RECORD EXCERPTS:

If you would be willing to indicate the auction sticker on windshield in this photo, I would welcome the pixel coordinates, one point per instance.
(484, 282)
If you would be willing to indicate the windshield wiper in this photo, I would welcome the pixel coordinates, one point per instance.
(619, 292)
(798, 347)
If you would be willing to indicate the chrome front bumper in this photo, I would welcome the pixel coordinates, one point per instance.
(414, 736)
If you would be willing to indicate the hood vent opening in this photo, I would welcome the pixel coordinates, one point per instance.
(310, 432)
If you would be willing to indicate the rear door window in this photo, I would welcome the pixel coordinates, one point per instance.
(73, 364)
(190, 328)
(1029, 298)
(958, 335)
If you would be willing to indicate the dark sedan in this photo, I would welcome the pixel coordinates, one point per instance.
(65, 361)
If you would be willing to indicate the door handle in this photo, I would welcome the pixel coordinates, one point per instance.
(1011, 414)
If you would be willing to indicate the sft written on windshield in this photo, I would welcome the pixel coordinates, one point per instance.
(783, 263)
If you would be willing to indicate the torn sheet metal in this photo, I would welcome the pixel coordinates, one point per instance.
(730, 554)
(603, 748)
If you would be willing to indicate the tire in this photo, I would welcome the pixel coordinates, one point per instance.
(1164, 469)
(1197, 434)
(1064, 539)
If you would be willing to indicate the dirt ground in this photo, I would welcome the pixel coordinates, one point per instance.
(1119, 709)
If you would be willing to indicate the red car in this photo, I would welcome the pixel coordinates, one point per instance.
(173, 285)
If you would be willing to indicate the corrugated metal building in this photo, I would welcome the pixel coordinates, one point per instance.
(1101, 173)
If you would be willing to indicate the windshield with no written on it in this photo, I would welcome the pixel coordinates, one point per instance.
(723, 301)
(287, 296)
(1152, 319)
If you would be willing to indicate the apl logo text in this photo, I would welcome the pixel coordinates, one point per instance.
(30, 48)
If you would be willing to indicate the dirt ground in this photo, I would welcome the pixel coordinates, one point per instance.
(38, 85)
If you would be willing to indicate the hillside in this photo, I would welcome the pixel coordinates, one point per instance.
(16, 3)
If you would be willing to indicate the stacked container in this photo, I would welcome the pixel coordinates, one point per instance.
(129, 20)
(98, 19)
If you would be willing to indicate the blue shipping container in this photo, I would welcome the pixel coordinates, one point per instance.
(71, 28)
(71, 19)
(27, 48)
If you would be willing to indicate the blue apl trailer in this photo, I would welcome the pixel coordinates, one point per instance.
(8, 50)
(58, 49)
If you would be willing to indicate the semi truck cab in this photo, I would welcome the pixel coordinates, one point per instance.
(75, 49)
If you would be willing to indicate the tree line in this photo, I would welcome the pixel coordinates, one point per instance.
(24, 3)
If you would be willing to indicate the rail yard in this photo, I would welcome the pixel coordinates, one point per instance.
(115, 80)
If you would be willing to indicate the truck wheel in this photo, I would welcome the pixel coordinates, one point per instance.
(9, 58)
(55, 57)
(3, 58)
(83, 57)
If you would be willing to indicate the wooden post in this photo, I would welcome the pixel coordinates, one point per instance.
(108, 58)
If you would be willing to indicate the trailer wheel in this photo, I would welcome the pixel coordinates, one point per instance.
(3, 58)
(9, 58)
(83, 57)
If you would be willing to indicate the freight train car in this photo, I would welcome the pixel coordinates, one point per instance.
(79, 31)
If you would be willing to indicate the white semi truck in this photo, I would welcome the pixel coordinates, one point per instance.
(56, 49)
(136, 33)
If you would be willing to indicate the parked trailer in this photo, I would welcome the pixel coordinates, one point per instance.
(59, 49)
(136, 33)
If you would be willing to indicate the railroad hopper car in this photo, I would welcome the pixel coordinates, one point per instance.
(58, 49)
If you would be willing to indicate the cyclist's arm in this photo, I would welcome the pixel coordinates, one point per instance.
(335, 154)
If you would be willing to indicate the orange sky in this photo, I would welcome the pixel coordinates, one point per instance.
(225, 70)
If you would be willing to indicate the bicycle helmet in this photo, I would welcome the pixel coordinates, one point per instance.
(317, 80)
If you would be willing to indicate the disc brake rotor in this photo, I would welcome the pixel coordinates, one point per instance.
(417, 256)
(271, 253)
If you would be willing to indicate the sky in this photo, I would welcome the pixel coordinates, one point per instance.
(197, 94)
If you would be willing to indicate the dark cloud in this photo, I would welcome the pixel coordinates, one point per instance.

REQUIRED WORK: The lines to quote run from the one containing "If you would be willing to indicate the rail yard" through the final line of the material above; please give them exactly, both ends included, and nothing else.

SOLUTION TO THE EXERCISE:
If you would be willing to indicate the rail yard in this photo, I would welcome the pixel coordinates, one point per instance.
(115, 80)
If you would be willing to indicate the truck wheel in this photo, I would welcome the pixel coordinates, one point per instance.
(9, 58)
(55, 57)
(3, 58)
(83, 57)
If you would be willing to indicate the wooden post in this photo, I would welcome the pixel coordinates, one point per instance.
(108, 58)
If you would be willing to indicate the trailer wheel in this photo, I would welcome the pixel coordinates, one point per instance.
(3, 58)
(9, 58)
(83, 57)
If you would be willing to indicate the freight train car in this photo, I would welcome the pixel coordinates, one point per instance.
(79, 31)
If you would be willing to indicate the white semi truck in this photo, I would welcome the pixel coordinates, one point per instance.
(56, 49)
(136, 33)
If you would be willing to indicate the parked trailer in this photo, I would welcome the pixel coordinates, one point per instance.
(59, 49)
(136, 33)
If you would be willing to indicate the railroad hopper car in this photo, I would welcome the pixel coordinates, one point per instance.
(58, 49)
If you would be willing to indicate the cyclist's arm in this photo, I would welcome the pixel coordinates, one point per instance.
(335, 154)
If you would be willing to indicate the orange sky in this photo, I would welcome the pixel coordinates, one point per instance.
(225, 70)
If you would be willing to indicate the bicycle helmet in this photo, I would welcome the pixel coordinates, one point per instance.
(317, 80)
If you would be willing to indicate the disc brake rotor in this photo, I would welcome the pixel coordinates, one point per instance.
(417, 256)
(271, 253)
If you would be willing to indicate the sky in this photo, I would welcome the pixel coordinates, one point per instance.
(197, 94)
If you would be willing to indicate the dark cloud in this photo, I would welcome the pixel coordinates, one point per instance.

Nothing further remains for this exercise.